* **Rows from an object pointing dataset**:

** Start **

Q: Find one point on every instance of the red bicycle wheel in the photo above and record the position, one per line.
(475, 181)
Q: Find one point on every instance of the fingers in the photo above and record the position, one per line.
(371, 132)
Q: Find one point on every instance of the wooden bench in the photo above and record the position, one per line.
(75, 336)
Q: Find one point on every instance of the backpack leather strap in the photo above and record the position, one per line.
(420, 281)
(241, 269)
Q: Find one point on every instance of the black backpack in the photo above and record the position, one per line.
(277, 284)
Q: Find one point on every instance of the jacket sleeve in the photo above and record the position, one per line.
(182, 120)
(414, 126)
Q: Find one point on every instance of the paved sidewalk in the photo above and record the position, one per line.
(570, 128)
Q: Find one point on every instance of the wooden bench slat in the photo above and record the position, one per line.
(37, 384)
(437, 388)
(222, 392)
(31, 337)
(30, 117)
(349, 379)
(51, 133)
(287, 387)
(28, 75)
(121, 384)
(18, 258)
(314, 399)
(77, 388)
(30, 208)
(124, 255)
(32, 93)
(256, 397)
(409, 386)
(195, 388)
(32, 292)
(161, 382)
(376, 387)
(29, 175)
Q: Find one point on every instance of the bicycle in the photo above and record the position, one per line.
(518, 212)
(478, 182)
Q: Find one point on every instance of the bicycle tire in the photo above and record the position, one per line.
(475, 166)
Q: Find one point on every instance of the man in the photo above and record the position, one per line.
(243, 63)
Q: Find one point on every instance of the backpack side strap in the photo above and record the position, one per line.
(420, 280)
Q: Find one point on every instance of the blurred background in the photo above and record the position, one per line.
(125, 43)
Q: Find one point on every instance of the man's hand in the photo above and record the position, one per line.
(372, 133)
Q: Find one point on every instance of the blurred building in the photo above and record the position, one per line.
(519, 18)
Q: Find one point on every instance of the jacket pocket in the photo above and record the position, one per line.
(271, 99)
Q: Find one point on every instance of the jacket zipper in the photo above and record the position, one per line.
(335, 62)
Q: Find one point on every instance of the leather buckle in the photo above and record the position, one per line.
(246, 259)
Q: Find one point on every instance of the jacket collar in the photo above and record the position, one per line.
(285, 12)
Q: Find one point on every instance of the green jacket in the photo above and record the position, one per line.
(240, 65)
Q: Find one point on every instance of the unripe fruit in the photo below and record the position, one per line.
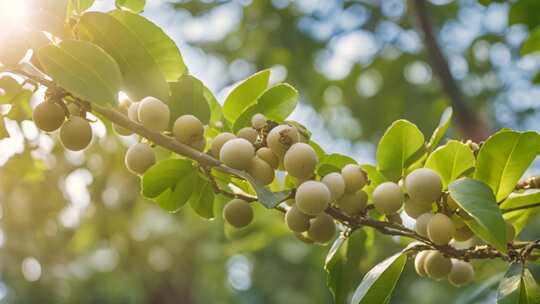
(280, 138)
(296, 220)
(300, 160)
(139, 158)
(441, 229)
(76, 133)
(421, 223)
(48, 116)
(355, 178)
(248, 134)
(424, 185)
(336, 184)
(258, 121)
(153, 114)
(462, 273)
(436, 265)
(261, 171)
(387, 198)
(312, 197)
(219, 141)
(322, 228)
(238, 213)
(352, 204)
(237, 153)
(188, 129)
(268, 156)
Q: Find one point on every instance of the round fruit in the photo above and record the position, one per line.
(139, 158)
(387, 197)
(268, 156)
(462, 273)
(76, 133)
(353, 204)
(261, 171)
(153, 114)
(312, 197)
(188, 129)
(280, 138)
(336, 184)
(48, 116)
(237, 153)
(296, 220)
(300, 160)
(424, 185)
(249, 134)
(437, 266)
(219, 141)
(322, 228)
(238, 213)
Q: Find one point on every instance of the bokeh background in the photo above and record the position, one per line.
(73, 228)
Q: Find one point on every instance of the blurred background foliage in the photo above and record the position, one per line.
(73, 228)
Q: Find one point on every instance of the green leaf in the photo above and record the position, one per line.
(400, 146)
(245, 94)
(478, 201)
(377, 286)
(135, 6)
(503, 159)
(83, 69)
(451, 161)
(142, 74)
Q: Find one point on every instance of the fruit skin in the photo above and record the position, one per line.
(188, 129)
(153, 114)
(238, 213)
(76, 133)
(387, 198)
(336, 184)
(441, 229)
(280, 138)
(436, 265)
(355, 178)
(300, 160)
(48, 116)
(219, 141)
(139, 158)
(462, 273)
(312, 197)
(237, 153)
(424, 185)
(296, 220)
(322, 228)
(261, 171)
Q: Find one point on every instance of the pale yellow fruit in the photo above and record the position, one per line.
(48, 116)
(139, 158)
(153, 114)
(312, 197)
(237, 153)
(261, 171)
(355, 178)
(219, 141)
(188, 129)
(76, 133)
(238, 213)
(322, 228)
(437, 266)
(441, 229)
(300, 160)
(268, 156)
(281, 138)
(387, 198)
(424, 185)
(336, 184)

** End **

* **WHAT TO PRODUCE**:
Reproduce every item above verbatim, line for line, omitting the pictures from your output.

* **THE OUTPUT**:
Q: Find one point on every instance of the red bicycle wheel in the photo above and record the position, one per line.
(475, 181)
Q: Find one point on every instance of the fingers in the photo above and record the position, one per line.
(371, 132)
Q: Find one point on every instance of the wooden bench in the photo above and record the position, one per line.
(75, 336)
Q: Find one point on every instance of the backpack leather strap in the photo above and record the position, one per line.
(420, 281)
(241, 269)
Q: Find one point on every instance of the black backpack in the photo above and record the position, one per line.
(277, 284)
Q: Find one point on every instance of the jacket sleeve in the photo above and record the position, one per line.
(182, 120)
(414, 126)
Q: Find one point on every instance of the paved sidewalk in the photo above and record the position, one per line.
(570, 128)
Q: Find one point on every instance of the wooden bench slat in the photo above and record the position, one per line.
(37, 384)
(437, 388)
(222, 392)
(31, 337)
(30, 117)
(349, 379)
(51, 133)
(287, 387)
(28, 75)
(121, 384)
(18, 258)
(314, 399)
(77, 388)
(30, 208)
(124, 255)
(32, 93)
(256, 397)
(409, 386)
(195, 388)
(32, 292)
(161, 382)
(376, 387)
(29, 175)
Q: Find one point on every instance of the bicycle in the photo above and record the position, one per line.
(518, 212)
(478, 182)
Q: Find one point on every instance of the bicycle tire in the photo above and record the position, one per line.
(475, 166)
Q: Find one point on every instance of the man in the photo above and record the position, one per line.
(243, 63)
Q: Find one point on every instance of the backpack side strap in the photo above and record the position, one per line.
(420, 280)
Q: Find one point on every instance of the blurred background in the photo above and record the position, one per line.
(125, 43)
Q: Find one point on every instance of the man's hand in the photo above and record the position, one per line.
(372, 133)
Q: Find one point on every instance of the blurred building in the photo above and record the position, one per line.
(519, 18)
Q: Find one point on every instance of the jacket pocket in the photo above and record the position, one per line.
(271, 99)
Q: Find one point on every instance of the jacket zipper in the photo above and record the position, one per line.
(335, 62)
Q: Find one point on every instance of the leather buckle in the photo above and record the position, one per line.
(246, 259)
Q: Find one point on every instance of the jacket collar in the photo above and record the position, one per line.
(285, 12)
Q: Find one point on every instance of the green jacket in the photo above and record the position, one per line.
(240, 65)
Q: Find one point on every instance of the unripe fruit in the photo below and record the position, one per line.
(280, 138)
(296, 220)
(300, 160)
(139, 158)
(441, 229)
(76, 133)
(421, 223)
(48, 116)
(355, 178)
(248, 134)
(424, 185)
(336, 184)
(258, 121)
(153, 114)
(462, 273)
(436, 265)
(261, 171)
(387, 198)
(312, 197)
(219, 141)
(322, 228)
(238, 213)
(352, 204)
(237, 153)
(188, 129)
(268, 156)
Q: Find one point on every instance of the round fruit in the photo above and record the position, one per line.
(139, 158)
(387, 197)
(268, 156)
(462, 273)
(76, 133)
(353, 204)
(261, 171)
(153, 114)
(312, 197)
(188, 129)
(280, 138)
(336, 184)
(48, 116)
(237, 153)
(296, 220)
(300, 160)
(424, 185)
(249, 134)
(437, 266)
(219, 141)
(322, 228)
(238, 213)
Q: Find one point on every instance of the bokeh background in the photo above and record the position, one per line.
(73, 228)
Q: Find one point on every instance of the blurred background foliage in the photo above and record the position, one per line.
(73, 228)
Q: Find one point on every instance of the green leaf in the photo above and record the position, one per line.
(400, 146)
(245, 94)
(478, 201)
(377, 286)
(135, 6)
(503, 159)
(83, 69)
(451, 161)
(142, 74)
Q: Find one point on every instance of the fruit skin in the photo above and record the position, one per line.
(188, 129)
(153, 114)
(238, 213)
(76, 133)
(387, 198)
(336, 184)
(441, 229)
(280, 138)
(436, 265)
(355, 178)
(300, 160)
(48, 116)
(219, 141)
(139, 158)
(462, 273)
(312, 197)
(237, 153)
(424, 185)
(296, 220)
(322, 228)
(261, 171)
Q: Find one point on every instance of the pale yellow fruit in the photo above and record the position, one per line.
(48, 116)
(139, 158)
(153, 114)
(312, 197)
(237, 153)
(261, 171)
(355, 178)
(219, 141)
(188, 129)
(76, 133)
(238, 213)
(322, 228)
(437, 266)
(441, 229)
(300, 160)
(268, 156)
(281, 138)
(387, 198)
(424, 185)
(336, 184)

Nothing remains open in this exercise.